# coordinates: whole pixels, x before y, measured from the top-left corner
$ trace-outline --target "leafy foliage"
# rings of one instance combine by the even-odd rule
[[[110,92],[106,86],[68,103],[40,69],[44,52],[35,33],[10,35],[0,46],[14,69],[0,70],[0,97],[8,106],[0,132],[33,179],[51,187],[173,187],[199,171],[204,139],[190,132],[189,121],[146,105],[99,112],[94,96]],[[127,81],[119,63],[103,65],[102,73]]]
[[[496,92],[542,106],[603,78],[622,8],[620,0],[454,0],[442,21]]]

┄┄┄┄┄┄

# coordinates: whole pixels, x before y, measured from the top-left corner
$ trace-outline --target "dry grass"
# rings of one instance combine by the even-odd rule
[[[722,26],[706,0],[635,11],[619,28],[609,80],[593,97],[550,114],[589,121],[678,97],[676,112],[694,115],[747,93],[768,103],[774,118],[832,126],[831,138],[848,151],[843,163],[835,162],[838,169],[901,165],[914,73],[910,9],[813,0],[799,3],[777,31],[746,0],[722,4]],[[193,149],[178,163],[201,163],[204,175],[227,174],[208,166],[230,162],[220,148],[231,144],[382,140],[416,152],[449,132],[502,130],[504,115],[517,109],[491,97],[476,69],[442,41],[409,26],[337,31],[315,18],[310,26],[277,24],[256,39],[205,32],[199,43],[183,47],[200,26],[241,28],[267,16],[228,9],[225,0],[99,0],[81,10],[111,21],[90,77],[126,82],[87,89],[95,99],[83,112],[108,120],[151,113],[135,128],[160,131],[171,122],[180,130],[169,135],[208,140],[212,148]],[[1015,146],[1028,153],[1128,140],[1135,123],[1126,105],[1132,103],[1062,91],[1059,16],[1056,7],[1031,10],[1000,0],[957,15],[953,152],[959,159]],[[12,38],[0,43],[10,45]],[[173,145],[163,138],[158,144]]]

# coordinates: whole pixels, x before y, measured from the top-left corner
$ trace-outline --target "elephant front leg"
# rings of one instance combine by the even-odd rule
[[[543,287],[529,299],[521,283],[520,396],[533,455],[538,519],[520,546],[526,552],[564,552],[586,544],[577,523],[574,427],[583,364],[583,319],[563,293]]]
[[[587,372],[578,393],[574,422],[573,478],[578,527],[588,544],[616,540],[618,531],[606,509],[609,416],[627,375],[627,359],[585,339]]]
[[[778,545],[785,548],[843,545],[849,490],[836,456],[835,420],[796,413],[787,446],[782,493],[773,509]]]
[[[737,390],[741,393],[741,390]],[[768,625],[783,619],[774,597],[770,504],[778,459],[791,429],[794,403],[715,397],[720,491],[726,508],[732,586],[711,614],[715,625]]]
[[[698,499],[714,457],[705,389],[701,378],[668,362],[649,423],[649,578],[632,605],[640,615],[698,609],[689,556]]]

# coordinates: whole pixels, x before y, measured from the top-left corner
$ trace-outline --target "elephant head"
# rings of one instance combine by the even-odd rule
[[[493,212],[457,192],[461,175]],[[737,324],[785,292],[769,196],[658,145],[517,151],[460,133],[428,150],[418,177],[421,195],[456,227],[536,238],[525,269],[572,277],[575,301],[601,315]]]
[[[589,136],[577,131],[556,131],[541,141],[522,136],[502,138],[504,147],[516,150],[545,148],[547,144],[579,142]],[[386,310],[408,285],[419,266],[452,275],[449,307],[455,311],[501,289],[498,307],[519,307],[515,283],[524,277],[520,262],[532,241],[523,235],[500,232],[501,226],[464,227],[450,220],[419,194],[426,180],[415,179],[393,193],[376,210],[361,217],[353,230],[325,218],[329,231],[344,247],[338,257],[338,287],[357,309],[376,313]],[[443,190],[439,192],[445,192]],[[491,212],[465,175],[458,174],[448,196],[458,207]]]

┄┄┄┄┄┄

▶ _Exercise details_
Where a line of the records has the string "target", return that line.

▶ _Exercise solution_
$ trace-outline --target "leafy foliage"
$ trace-outline --target "dry grass"
$ trace-outline --target "elephant front leg"
$ trace-outline --target "elephant head"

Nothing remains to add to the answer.